■ Aim of the task ■
Please pick out and copy every line in the listing below that contains the string "orange".

■ Material ■
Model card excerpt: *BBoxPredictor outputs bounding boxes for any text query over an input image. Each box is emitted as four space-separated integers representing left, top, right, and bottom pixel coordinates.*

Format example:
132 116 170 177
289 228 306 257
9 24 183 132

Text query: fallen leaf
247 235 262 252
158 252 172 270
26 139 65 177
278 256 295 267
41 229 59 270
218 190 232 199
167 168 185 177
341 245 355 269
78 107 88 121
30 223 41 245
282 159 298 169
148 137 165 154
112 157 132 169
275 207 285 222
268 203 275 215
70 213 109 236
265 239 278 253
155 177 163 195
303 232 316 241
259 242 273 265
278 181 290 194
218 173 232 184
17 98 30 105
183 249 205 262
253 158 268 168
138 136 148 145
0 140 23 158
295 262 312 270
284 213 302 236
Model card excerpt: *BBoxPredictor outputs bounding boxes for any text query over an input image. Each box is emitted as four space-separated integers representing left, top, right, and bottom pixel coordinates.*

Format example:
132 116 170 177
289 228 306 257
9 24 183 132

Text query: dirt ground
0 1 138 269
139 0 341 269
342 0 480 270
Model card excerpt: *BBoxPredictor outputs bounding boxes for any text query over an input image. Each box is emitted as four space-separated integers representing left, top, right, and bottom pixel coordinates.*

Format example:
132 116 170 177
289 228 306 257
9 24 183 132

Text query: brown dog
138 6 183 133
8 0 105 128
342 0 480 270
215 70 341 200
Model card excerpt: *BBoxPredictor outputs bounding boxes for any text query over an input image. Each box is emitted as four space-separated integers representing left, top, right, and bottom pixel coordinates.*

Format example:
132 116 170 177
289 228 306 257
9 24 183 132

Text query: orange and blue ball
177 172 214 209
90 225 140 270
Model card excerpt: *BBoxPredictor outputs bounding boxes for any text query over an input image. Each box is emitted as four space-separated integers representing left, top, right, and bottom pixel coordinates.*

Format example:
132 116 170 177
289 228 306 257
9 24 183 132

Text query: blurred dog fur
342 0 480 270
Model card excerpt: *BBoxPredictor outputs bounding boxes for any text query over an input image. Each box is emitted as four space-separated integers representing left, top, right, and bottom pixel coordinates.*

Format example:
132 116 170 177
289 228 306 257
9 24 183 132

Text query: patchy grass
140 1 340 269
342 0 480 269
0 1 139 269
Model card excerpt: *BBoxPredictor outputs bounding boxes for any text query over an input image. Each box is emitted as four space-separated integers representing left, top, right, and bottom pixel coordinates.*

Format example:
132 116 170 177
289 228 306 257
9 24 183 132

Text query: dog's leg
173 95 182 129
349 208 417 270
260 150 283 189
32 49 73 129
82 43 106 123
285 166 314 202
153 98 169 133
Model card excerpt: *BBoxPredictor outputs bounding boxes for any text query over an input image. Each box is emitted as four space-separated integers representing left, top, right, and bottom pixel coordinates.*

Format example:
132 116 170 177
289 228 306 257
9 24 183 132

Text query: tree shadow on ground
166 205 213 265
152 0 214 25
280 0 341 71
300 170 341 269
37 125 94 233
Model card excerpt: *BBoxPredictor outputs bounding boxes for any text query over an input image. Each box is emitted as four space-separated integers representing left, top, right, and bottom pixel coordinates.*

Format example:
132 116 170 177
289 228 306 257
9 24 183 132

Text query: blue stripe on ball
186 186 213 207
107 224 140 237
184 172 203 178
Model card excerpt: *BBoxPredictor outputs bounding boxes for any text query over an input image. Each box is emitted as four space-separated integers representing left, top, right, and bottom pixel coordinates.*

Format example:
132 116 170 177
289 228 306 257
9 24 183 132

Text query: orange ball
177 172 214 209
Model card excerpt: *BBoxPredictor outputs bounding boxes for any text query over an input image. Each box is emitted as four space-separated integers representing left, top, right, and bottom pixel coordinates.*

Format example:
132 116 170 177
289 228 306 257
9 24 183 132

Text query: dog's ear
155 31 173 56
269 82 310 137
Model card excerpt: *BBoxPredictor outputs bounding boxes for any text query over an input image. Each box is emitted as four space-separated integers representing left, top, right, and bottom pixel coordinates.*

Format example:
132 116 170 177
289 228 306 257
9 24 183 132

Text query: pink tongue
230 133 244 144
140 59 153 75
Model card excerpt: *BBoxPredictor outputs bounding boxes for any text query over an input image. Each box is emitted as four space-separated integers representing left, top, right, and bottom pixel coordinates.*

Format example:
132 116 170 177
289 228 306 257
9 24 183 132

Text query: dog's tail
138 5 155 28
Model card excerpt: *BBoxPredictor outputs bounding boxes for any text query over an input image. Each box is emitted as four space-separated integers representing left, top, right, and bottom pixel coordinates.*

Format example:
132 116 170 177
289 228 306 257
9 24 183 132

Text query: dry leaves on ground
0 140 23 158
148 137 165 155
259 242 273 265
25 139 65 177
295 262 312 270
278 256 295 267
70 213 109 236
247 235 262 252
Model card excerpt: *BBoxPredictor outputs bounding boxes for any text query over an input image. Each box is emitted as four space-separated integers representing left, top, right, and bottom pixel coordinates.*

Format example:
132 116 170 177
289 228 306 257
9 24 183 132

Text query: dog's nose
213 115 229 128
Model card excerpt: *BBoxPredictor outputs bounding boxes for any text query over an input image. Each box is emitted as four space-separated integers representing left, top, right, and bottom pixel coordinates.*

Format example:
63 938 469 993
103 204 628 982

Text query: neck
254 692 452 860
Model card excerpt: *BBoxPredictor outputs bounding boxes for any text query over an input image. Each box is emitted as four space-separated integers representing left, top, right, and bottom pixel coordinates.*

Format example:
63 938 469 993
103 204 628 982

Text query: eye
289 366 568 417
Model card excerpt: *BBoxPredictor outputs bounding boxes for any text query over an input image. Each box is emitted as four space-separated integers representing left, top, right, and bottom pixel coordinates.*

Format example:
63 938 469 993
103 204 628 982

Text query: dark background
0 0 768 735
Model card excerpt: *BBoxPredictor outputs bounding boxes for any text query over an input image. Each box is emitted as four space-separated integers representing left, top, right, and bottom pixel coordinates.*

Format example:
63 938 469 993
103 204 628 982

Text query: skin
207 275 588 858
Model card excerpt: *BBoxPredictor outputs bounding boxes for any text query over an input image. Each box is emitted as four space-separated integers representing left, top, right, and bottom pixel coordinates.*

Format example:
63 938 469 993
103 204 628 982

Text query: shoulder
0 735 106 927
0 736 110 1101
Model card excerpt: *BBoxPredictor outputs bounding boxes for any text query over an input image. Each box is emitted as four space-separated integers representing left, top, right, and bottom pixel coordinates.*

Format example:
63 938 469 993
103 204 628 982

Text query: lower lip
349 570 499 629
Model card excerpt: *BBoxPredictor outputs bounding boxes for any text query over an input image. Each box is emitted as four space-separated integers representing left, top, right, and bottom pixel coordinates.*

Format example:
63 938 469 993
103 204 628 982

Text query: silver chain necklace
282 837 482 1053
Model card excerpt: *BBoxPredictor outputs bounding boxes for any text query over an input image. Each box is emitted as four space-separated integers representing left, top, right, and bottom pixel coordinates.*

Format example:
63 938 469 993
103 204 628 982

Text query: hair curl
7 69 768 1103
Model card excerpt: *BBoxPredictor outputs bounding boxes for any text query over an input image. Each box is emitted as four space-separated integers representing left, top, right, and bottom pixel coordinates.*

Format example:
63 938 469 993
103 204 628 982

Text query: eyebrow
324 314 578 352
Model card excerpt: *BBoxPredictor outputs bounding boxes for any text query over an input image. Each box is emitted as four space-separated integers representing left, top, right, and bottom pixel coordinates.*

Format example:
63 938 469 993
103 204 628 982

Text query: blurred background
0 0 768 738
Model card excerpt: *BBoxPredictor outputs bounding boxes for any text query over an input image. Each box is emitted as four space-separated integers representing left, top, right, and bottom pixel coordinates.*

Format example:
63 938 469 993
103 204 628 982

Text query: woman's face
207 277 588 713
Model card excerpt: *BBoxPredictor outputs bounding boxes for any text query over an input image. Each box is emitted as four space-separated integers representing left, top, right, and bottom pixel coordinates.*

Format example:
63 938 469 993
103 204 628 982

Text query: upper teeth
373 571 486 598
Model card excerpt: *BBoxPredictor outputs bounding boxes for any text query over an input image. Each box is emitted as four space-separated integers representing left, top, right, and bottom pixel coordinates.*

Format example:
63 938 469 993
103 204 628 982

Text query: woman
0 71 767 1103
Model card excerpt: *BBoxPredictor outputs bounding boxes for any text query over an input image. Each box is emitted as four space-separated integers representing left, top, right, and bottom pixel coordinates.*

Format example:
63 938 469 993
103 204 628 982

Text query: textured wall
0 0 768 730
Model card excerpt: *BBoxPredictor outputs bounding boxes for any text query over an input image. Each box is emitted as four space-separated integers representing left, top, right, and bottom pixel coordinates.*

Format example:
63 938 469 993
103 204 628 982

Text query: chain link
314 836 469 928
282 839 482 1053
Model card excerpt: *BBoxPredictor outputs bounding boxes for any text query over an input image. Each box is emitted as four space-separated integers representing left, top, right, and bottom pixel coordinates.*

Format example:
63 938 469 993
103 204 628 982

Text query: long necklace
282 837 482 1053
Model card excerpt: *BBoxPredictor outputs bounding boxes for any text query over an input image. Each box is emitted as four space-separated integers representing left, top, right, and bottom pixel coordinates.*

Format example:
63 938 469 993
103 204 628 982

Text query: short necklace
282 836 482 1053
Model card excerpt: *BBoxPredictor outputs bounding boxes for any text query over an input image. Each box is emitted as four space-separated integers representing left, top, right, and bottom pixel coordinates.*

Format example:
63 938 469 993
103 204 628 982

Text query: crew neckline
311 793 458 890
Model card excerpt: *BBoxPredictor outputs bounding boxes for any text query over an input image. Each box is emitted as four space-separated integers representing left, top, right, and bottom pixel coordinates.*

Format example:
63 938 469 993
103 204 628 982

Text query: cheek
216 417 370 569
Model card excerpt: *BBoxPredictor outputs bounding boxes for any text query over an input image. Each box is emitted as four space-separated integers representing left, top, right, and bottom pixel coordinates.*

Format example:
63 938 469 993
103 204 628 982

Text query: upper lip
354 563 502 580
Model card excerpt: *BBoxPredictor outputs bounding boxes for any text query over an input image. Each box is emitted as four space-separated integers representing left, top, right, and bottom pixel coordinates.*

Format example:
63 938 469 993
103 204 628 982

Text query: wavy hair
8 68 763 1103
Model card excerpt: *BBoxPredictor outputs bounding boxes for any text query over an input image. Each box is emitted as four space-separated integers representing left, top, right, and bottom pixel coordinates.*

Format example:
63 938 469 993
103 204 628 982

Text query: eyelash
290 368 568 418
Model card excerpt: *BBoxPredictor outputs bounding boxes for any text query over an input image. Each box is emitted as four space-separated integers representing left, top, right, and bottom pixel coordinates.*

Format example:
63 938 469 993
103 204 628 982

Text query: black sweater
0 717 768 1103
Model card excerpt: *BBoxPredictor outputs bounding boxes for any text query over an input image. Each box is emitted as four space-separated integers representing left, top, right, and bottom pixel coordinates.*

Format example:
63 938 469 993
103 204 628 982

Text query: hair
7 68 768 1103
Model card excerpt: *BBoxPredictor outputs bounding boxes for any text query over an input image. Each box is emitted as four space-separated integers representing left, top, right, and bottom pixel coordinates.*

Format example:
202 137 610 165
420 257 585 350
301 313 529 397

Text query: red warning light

■ Task response ■
Text query: orange and blue ball
Text query: orange ball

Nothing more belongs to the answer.